━━━━━ MATERIALS PROVIDED ━━━━━
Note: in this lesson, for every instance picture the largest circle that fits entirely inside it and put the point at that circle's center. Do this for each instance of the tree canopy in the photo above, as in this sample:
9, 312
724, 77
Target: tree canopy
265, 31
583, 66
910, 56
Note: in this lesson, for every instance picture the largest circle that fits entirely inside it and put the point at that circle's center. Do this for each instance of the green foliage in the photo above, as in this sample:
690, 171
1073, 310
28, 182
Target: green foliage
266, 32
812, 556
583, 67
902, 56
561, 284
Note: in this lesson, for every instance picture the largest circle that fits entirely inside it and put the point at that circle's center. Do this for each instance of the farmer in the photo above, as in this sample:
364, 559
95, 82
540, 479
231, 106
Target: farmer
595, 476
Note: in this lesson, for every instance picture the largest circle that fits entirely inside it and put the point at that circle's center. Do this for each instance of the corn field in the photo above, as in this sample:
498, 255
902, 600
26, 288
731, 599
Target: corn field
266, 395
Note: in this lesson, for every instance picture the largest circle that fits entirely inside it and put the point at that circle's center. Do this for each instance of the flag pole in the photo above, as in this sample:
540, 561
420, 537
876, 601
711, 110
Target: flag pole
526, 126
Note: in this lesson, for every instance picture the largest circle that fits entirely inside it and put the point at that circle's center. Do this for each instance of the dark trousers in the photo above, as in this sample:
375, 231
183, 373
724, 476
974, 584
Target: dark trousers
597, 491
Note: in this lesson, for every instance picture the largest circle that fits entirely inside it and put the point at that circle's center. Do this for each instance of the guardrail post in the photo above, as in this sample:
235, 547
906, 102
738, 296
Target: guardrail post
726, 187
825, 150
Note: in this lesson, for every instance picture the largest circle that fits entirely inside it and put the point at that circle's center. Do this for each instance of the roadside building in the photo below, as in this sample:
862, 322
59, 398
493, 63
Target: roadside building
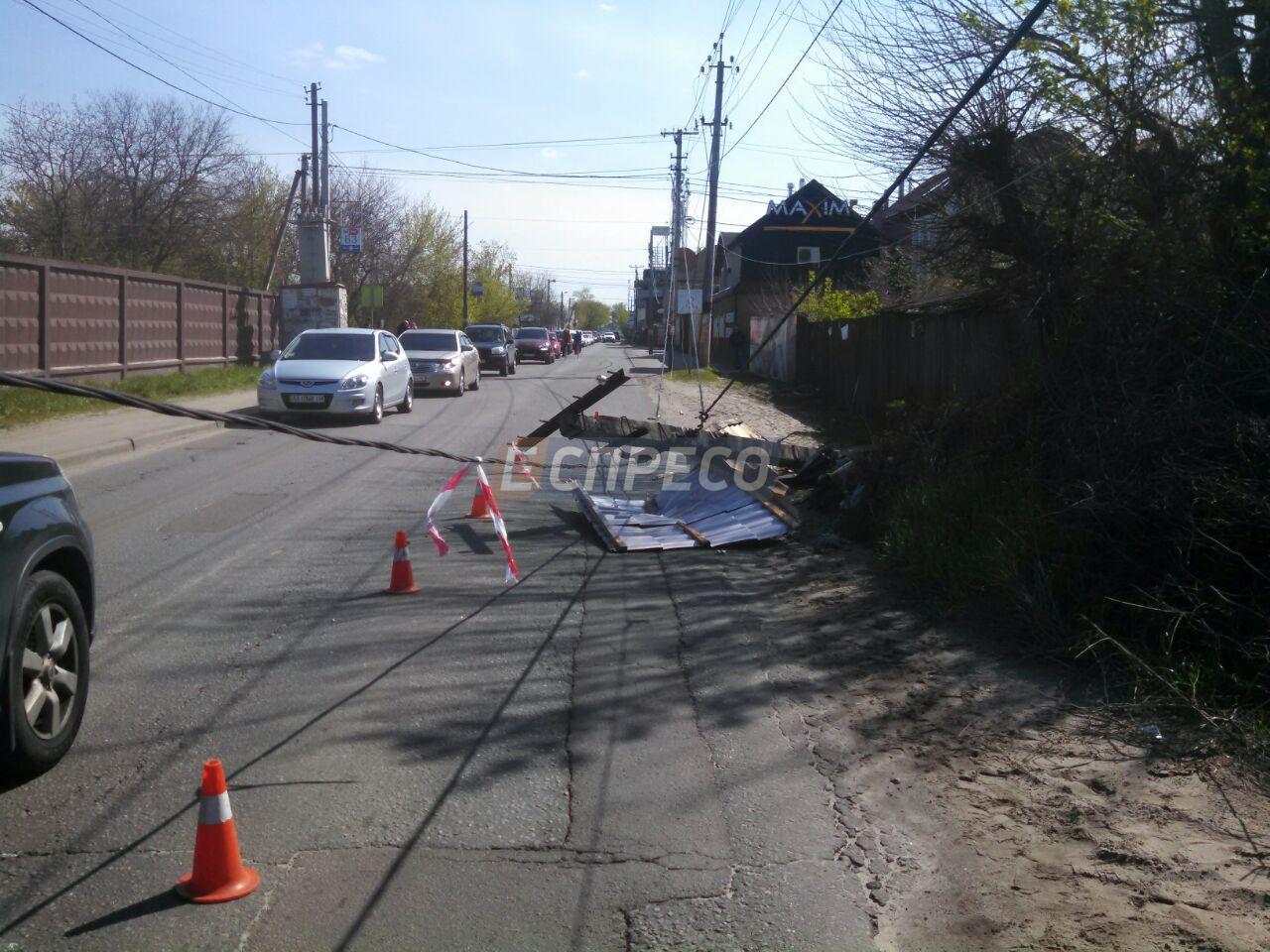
761, 270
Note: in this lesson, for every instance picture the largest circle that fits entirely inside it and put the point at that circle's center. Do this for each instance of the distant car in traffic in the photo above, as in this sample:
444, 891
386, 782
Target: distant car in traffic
495, 345
534, 344
46, 613
338, 371
443, 359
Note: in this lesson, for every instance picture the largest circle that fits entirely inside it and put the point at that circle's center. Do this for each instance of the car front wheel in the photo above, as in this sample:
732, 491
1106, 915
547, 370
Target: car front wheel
48, 675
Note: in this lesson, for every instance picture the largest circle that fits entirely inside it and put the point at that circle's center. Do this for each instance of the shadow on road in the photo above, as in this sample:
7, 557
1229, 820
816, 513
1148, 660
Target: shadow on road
158, 902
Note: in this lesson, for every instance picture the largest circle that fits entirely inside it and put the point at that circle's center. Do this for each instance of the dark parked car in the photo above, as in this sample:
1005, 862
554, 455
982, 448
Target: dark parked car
495, 345
534, 344
46, 613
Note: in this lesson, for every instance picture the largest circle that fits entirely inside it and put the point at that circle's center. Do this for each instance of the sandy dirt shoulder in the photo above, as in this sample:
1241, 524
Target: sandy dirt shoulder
979, 805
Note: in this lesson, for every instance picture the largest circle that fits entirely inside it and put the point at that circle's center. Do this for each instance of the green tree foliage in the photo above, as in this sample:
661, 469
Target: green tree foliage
620, 316
588, 312
1111, 186
837, 304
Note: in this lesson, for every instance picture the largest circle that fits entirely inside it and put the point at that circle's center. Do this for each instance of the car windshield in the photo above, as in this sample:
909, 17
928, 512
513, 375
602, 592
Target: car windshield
330, 347
430, 340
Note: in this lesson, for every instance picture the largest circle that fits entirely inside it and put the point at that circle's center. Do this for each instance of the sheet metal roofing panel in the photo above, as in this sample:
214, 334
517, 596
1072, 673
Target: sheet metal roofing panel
719, 517
697, 502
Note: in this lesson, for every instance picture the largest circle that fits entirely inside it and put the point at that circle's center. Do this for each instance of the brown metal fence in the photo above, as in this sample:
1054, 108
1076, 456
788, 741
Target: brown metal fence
66, 318
961, 353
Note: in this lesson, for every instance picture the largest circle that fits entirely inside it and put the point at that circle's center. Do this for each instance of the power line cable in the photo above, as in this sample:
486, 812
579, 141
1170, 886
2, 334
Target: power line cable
258, 422
216, 54
788, 77
153, 75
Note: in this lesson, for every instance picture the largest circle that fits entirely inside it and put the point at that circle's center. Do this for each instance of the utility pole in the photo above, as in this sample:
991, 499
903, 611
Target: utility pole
314, 232
465, 267
676, 227
282, 230
325, 164
317, 154
712, 204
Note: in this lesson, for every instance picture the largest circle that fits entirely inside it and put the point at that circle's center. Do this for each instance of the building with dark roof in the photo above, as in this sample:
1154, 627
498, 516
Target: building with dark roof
758, 271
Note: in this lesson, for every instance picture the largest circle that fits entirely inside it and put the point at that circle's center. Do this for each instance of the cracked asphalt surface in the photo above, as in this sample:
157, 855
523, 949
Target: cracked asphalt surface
593, 760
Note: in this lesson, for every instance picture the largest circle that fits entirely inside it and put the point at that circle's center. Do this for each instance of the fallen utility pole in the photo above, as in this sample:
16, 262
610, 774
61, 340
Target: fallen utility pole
593, 395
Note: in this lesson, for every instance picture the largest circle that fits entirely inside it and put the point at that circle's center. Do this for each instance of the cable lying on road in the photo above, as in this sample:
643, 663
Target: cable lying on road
257, 422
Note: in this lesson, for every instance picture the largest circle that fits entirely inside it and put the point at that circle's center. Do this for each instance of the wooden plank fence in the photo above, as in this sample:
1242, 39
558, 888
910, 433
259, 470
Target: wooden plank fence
64, 318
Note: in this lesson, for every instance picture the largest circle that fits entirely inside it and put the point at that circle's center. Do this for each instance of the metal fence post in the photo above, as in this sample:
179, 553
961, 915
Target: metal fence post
181, 325
42, 320
123, 325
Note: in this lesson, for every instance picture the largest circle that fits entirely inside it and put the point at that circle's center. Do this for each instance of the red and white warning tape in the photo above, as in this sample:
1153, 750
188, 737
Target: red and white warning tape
521, 463
495, 516
445, 492
499, 526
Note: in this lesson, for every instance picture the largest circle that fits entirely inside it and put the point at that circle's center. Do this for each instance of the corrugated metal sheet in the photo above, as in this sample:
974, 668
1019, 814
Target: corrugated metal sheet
685, 518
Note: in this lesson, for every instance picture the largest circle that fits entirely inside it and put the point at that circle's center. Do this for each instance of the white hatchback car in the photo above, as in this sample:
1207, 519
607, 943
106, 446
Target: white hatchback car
338, 371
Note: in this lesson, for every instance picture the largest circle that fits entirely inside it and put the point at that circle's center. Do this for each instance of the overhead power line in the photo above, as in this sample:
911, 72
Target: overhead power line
788, 77
154, 75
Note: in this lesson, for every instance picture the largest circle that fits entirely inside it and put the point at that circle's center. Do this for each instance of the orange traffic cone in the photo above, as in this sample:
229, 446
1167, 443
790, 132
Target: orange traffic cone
402, 581
479, 509
218, 874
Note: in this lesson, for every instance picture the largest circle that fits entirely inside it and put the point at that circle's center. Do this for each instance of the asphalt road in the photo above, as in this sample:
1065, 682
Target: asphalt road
589, 760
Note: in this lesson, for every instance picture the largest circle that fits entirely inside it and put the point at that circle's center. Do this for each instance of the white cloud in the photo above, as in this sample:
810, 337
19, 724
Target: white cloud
307, 54
356, 55
341, 58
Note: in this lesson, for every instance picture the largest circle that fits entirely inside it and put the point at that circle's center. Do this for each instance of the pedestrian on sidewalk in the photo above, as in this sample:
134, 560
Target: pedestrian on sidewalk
738, 348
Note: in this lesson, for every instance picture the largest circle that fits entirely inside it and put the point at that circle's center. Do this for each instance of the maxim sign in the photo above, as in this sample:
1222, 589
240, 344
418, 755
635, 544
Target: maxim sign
825, 208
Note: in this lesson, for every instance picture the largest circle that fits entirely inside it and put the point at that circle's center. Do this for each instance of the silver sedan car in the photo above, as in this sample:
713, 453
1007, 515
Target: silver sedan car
338, 371
444, 361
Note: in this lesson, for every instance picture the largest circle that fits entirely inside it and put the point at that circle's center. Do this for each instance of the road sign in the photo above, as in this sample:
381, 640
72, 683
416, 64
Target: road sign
350, 239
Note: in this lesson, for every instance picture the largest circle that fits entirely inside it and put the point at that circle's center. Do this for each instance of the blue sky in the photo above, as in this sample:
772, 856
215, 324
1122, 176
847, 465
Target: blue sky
461, 75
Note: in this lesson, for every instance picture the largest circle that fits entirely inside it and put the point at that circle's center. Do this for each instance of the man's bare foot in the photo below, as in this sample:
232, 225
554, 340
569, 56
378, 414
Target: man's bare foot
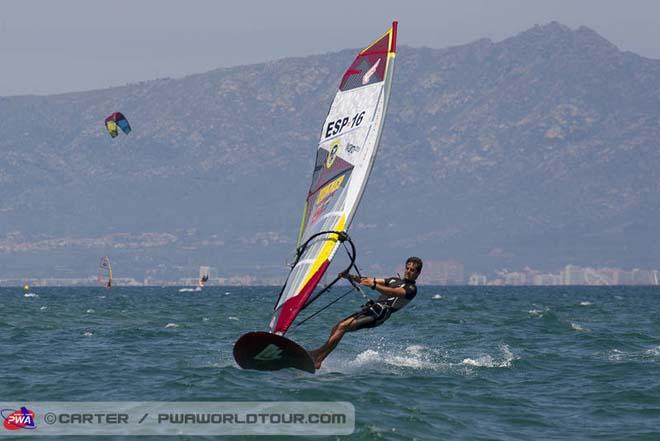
━━━━━
> **REQUEST**
All lines from the one containing "of the silver" through the end of the entries, both ends included, should be written out exactly, with no pictures.

> **TASK RESPONSE**
Note: in this lesson, for every instance picture the largest circle that fits entirely inside it and put the point at that circle's center. Do this for each instance of the silver sedan car in the photo above, as in this sample:
713, 453
1007, 515
Target: silver sedan car
338, 371
444, 361
Note: in this lesson, for every instance picture the largest circle that fits entirely inside it and put the point at that circle's center. Do this for each instance of the road sign in the photo above, as in this sample:
381, 640
72, 683
416, 64
Target: road sign
350, 239
Note: in this lesson, for every instance picture the largest circle that fits entirely inside it and put the point at that circle's center. Do this for each instance of the blue sky in the photo above, as in this sample:
772, 856
215, 324
1122, 176
847, 465
Target: blue sky
461, 75
Note: in this lesson, for every instance picture the largest circle that fits entirely inside it and put the point at that circle's center. Do this for each instance of the man's bare foot in the photo below, as in this sample:
232, 225
554, 340
569, 56
378, 414
Target: man's bare foot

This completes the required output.